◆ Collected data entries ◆
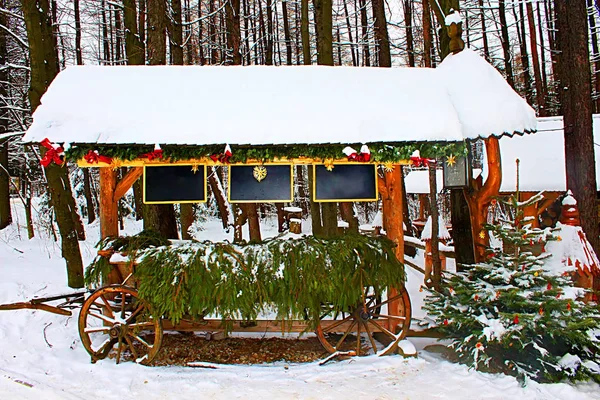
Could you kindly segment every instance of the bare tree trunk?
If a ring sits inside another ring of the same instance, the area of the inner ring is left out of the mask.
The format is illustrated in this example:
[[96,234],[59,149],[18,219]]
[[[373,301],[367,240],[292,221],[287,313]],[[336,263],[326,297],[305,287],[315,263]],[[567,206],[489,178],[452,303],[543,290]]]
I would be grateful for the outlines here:
[[350,40],[350,53],[352,55],[352,65],[354,67],[358,67],[358,59],[356,58],[356,51],[358,49],[356,48],[356,44],[352,39],[352,26],[350,25],[350,16],[348,15],[348,4],[346,3],[346,0],[342,0],[342,3],[344,4],[344,17],[346,18],[346,27],[348,28],[348,39]]
[[546,96],[548,95],[548,76],[546,74],[546,43],[544,40],[544,29],[542,24],[542,12],[540,10],[540,3],[536,6],[537,20],[538,20],[538,34],[540,42],[540,71],[542,73],[542,93],[544,93],[544,115],[548,115],[549,110],[547,109]]
[[[136,1],[136,0],[134,0]],[[140,43],[142,46],[142,59],[146,59],[146,0],[139,0],[139,5],[140,5],[140,12],[138,14],[139,17],[139,22],[138,22],[138,29],[139,29],[139,39],[140,39]]]
[[209,54],[210,54],[210,64],[215,65],[217,63],[217,34],[216,34],[216,25],[217,25],[217,16],[213,15],[215,11],[215,1],[218,0],[208,0],[208,14],[212,15],[210,17],[210,22],[208,24],[208,45],[209,45]]
[[479,12],[481,13],[481,34],[483,37],[483,54],[485,59],[490,61],[490,45],[488,43],[487,30],[485,27],[485,9],[483,8],[483,0],[479,0]]
[[251,64],[250,60],[250,30],[249,30],[249,19],[250,19],[250,5],[248,4],[248,0],[243,0],[242,8],[244,10],[244,39],[246,43],[246,48],[244,53],[246,54],[246,65]]
[[179,220],[181,221],[181,239],[191,240],[190,227],[194,223],[194,205],[190,203],[182,203],[180,205]]
[[302,36],[302,59],[304,65],[310,65],[312,60],[310,56],[310,36],[308,33],[308,0],[301,0],[301,25],[300,33]]
[[554,5],[558,49],[561,51],[559,93],[564,115],[567,188],[579,203],[581,226],[598,253],[600,231],[586,4],[583,1],[555,0]]
[[533,61],[533,76],[535,79],[535,97],[540,117],[546,115],[545,93],[542,85],[542,76],[540,74],[540,60],[538,56],[537,35],[535,29],[535,18],[533,15],[533,6],[527,2],[527,22],[529,23],[529,40],[531,44],[531,58]]
[[273,65],[273,0],[267,0],[266,64]]
[[288,21],[287,1],[281,2],[283,12],[283,35],[285,40],[285,61],[287,65],[292,65],[292,39],[290,37],[290,23]]
[[442,285],[442,264],[440,261],[439,218],[437,207],[437,179],[435,164],[429,166],[429,196],[431,204],[431,259],[433,264],[433,287],[440,290]]
[[367,18],[367,2],[366,0],[358,0],[360,7],[360,25],[362,27],[362,38],[363,42],[363,60],[364,66],[371,66],[371,51],[369,50],[369,20]]
[[431,8],[429,0],[423,1],[423,63],[425,67],[431,68],[431,56],[433,52],[433,34],[431,30]]
[[[0,8],[4,8],[5,1],[0,0]],[[8,27],[8,17],[0,12],[0,25]],[[8,98],[8,49],[6,47],[6,30],[0,29],[0,98]],[[8,132],[9,120],[6,107],[0,108],[0,135]],[[10,176],[8,175],[8,139],[0,139],[0,229],[12,223],[10,210]]]
[[[52,34],[48,0],[23,0],[21,5],[29,41],[29,103],[33,112],[40,105],[42,94],[58,74],[56,38]],[[83,287],[83,262],[73,216],[76,206],[67,168],[51,164],[46,168],[46,179],[60,231],[62,256],[67,263],[68,285],[73,288]]]
[[[594,4],[592,0],[587,0],[587,7],[588,9],[593,9]],[[592,82],[594,83],[594,92],[592,93],[592,99],[594,112],[598,113],[600,112],[600,52],[598,51],[598,28],[596,27],[596,19],[594,18],[593,13],[588,13],[588,21],[592,42],[592,60],[594,60],[594,76],[592,79]]]
[[240,53],[240,0],[227,0],[225,5],[225,24],[227,26],[226,64],[242,65]]
[[169,36],[173,65],[183,65],[183,27],[181,25],[181,0],[171,0]]
[[521,66],[523,67],[523,88],[525,98],[529,104],[533,104],[533,93],[531,91],[531,74],[529,73],[529,55],[527,54],[527,38],[525,35],[525,17],[523,12],[523,3],[519,2],[519,15],[513,8],[515,19],[517,20],[517,37],[519,38],[519,47],[521,50]]
[[227,227],[232,225],[233,218],[231,216],[229,202],[227,201],[225,192],[223,191],[223,185],[221,184],[219,175],[216,173],[215,167],[210,167],[208,170],[208,184],[210,185],[210,189],[212,190],[215,200],[217,201],[217,208],[219,210],[221,222],[223,223],[223,229],[227,229]]
[[331,0],[313,0],[317,32],[317,64],[333,65],[333,22]]
[[256,203],[245,204],[246,215],[248,217],[248,232],[250,233],[251,242],[260,242],[260,223],[258,221],[258,210]]
[[387,20],[385,18],[385,3],[383,0],[372,0],[373,26],[375,30],[375,43],[377,44],[377,59],[380,67],[392,66],[392,55],[390,52],[390,39],[387,31]]
[[508,23],[506,22],[505,0],[498,0],[498,15],[500,17],[500,41],[502,42],[502,53],[504,54],[504,72],[506,81],[514,89],[512,60],[510,55],[510,40],[508,37]]
[[415,66],[415,49],[413,44],[413,33],[412,33],[412,1],[403,0],[402,5],[404,6],[404,25],[406,29],[406,52],[408,53],[408,66]]
[[358,233],[358,217],[354,213],[354,203],[340,203],[342,219],[348,223],[348,232]]
[[144,45],[138,35],[135,0],[123,0],[125,53],[128,65],[144,65]]

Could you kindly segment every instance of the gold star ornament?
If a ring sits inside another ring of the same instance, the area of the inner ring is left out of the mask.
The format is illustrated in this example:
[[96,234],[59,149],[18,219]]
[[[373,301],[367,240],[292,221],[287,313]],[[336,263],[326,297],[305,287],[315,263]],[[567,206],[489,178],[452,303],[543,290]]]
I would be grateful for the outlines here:
[[448,157],[446,157],[446,164],[448,164],[449,167],[454,167],[456,164],[456,156],[454,154],[450,154]]
[[485,239],[485,231],[481,231],[481,232],[479,232],[479,237],[480,237],[481,239]]
[[267,177],[267,169],[262,165],[257,165],[254,167],[252,175],[254,176],[254,179],[256,179],[258,182],[261,182]]
[[193,164],[193,165],[192,165],[192,172],[193,172],[194,174],[196,174],[196,172],[198,172],[198,164]]
[[325,169],[327,171],[333,171],[333,168],[335,167],[333,165],[333,158],[328,158],[323,162],[323,165],[325,165]]
[[383,170],[385,172],[394,172],[394,163],[391,161],[386,161],[383,163]]

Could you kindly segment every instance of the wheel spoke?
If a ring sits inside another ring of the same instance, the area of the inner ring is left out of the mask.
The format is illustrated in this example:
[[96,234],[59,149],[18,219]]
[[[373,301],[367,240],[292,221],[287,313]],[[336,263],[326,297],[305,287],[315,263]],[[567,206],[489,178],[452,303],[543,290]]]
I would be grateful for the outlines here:
[[356,355],[360,356],[360,323],[356,324]]
[[377,344],[375,344],[375,339],[373,339],[373,335],[371,334],[371,330],[369,329],[369,324],[367,324],[366,322],[363,322],[363,325],[365,327],[365,331],[367,332],[367,336],[369,337],[369,340],[371,341],[371,346],[373,347],[373,353],[377,354]]
[[396,339],[396,335],[394,335],[392,332],[390,332],[389,330],[387,330],[383,326],[379,325],[377,322],[375,322],[375,320],[370,319],[369,322],[372,323],[373,325],[375,325],[375,327],[377,329],[381,330],[381,332],[385,333],[386,335],[388,335],[391,338]]
[[108,353],[110,352],[110,350],[113,348],[113,346],[115,345],[115,339],[107,339],[103,344],[102,347],[100,347],[100,349],[98,351],[95,351],[96,356],[98,358],[105,358]]
[[384,305],[386,305],[386,304],[388,304],[388,303],[390,303],[392,301],[398,300],[401,297],[402,297],[402,293],[398,294],[398,295],[396,295],[394,297],[391,297],[389,299],[386,299],[384,302],[381,302],[381,303],[375,304],[374,306],[369,307],[369,311],[374,310],[377,307],[384,306]]
[[93,313],[93,312],[89,312],[88,315],[91,316],[91,317],[95,317],[95,318],[101,319],[102,321],[107,322],[109,324],[114,324],[115,323],[114,319],[109,318],[106,315],[96,314],[96,313]]
[[131,336],[132,338],[134,338],[135,340],[137,340],[138,342],[140,342],[141,344],[143,344],[144,346],[146,346],[149,349],[151,349],[153,347],[150,343],[146,342],[144,339],[142,339],[138,335],[130,333],[129,336]]
[[106,332],[110,331],[110,328],[110,326],[99,326],[94,328],[85,328],[83,331],[85,333]]
[[129,326],[130,328],[144,328],[144,327],[154,327],[154,322],[152,321],[145,321],[145,322],[136,322],[134,324],[128,324],[127,326]]
[[121,292],[121,320],[125,319],[125,300],[127,298],[127,294],[125,292]]
[[142,311],[144,309],[144,304],[141,304],[131,313],[131,315],[129,317],[127,317],[126,322],[129,323],[129,321],[133,321],[133,319],[135,317],[138,316],[138,314],[140,313],[140,311]]
[[342,343],[344,343],[344,340],[346,339],[346,337],[348,336],[348,334],[352,331],[352,328],[354,328],[354,325],[356,325],[356,321],[352,321],[352,323],[350,324],[350,326],[348,327],[348,329],[346,329],[346,332],[344,332],[344,335],[337,342],[337,344],[335,345],[335,349],[336,350],[340,348],[340,346],[342,345]]
[[388,314],[373,314],[374,317],[383,317],[383,318],[391,318],[391,319],[400,319],[402,321],[406,321],[406,317],[401,317],[399,315],[388,315]]
[[100,299],[102,300],[102,302],[106,305],[106,309],[108,310],[108,312],[110,313],[109,316],[114,319],[115,318],[115,314],[113,314],[113,310],[112,310],[112,306],[110,305],[110,303],[108,302],[108,300],[106,300],[106,297],[104,297],[103,294],[100,295]]
[[121,351],[123,350],[123,338],[119,336],[119,345],[117,346],[117,364],[121,361]]
[[133,354],[134,360],[136,360],[136,362],[137,362],[137,359],[139,357],[137,355],[137,352],[135,351],[135,347],[133,347],[133,342],[127,336],[125,336],[125,341],[127,342],[127,346],[129,346],[129,348],[131,349],[131,354]]
[[[344,322],[346,322],[350,318],[352,318],[352,315],[348,315],[346,318],[339,320],[337,322],[334,322],[333,324],[329,325],[326,329],[323,329],[323,332],[330,332],[332,329],[335,329],[338,326],[342,325]],[[327,320],[325,320],[325,321],[327,321]]]

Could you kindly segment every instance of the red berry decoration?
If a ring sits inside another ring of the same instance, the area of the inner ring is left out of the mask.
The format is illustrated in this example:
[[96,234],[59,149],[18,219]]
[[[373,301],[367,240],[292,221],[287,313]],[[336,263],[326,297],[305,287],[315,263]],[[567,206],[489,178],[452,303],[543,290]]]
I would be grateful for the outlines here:
[[444,325],[448,325],[448,320],[447,319],[444,320]]
[[477,295],[473,296],[473,300],[475,300],[475,301],[479,300],[479,296],[477,296]]
[[548,286],[546,286],[546,290],[552,290],[552,284],[548,282]]
[[513,319],[513,323],[515,323],[515,324],[519,323],[519,314],[515,314],[515,319]]
[[571,302],[567,303],[567,310],[571,311]]
[[540,315],[544,315],[544,309],[540,307]]

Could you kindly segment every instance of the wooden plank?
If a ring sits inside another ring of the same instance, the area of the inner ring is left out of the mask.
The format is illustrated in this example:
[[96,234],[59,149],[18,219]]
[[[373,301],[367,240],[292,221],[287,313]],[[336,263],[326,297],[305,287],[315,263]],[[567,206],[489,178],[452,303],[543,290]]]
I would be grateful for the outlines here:
[[[336,320],[322,320],[321,325],[323,329],[326,329],[333,323],[337,323]],[[340,324],[335,329],[336,332],[345,332],[350,326],[351,322],[347,321]],[[177,325],[169,320],[163,320],[164,330],[174,330],[182,332],[193,332],[193,331],[207,331],[207,332],[220,332],[224,331],[225,327],[220,319],[205,319],[200,321],[192,320],[181,320]],[[371,328],[374,332],[379,332],[380,329],[376,327]],[[243,321],[233,320],[230,322],[230,332],[279,332],[279,333],[300,333],[300,332],[312,332],[310,329],[310,321],[306,320],[258,320],[258,321]]]
[[144,173],[144,168],[133,167],[127,174],[117,183],[115,187],[115,194],[113,195],[113,201],[119,201],[121,197],[125,196],[125,193],[133,186],[135,181]]
[[100,235],[119,235],[117,202],[114,200],[117,172],[111,168],[100,168]]
[[[325,160],[321,158],[309,158],[309,157],[298,157],[298,158],[274,158],[272,161],[269,161],[269,164],[294,164],[294,165],[311,165],[315,163],[323,163]],[[135,160],[119,160],[117,163],[107,164],[107,163],[88,163],[85,159],[81,159],[77,161],[77,165],[82,168],[91,168],[91,167],[100,167],[100,169],[104,169],[106,167],[117,168],[117,167],[143,167],[144,165],[177,165],[177,164],[200,164],[207,166],[215,166],[215,165],[248,165],[248,164],[262,164],[264,160],[253,160],[248,159],[246,162],[240,163],[222,163],[219,161],[213,161],[209,157],[201,157],[201,158],[191,158],[189,160],[178,160],[178,161],[169,161],[168,159],[158,159],[158,160],[148,160],[145,158],[137,158]],[[347,158],[340,158],[333,160],[336,164],[381,164],[380,162],[368,162],[368,163],[359,163],[356,161],[348,161]],[[398,160],[395,161],[396,165],[412,165],[412,161],[410,160]]]
[[51,312],[53,314],[66,315],[70,316],[71,311],[63,310],[62,308],[49,306],[47,304],[33,304],[31,302],[27,303],[12,303],[12,304],[0,304],[0,311],[4,310],[22,310],[22,309],[30,309],[30,310],[42,310]]

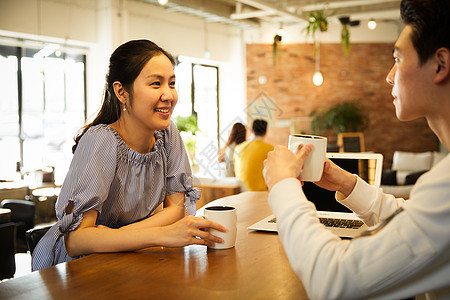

◆ Directions ◆
Every line above that holds the word "Could" is to be found and copied.

◆ Response box ◆
Could you kindly segment every instance of the bare tree trunk?
Could you kindly segment every instance of the gold star ornament?
Could you kindly segment every instance of the wheel spoke?
Could you kindly segment every instance of the red berry decoration?
Could you kindly segment every instance of the wooden plank?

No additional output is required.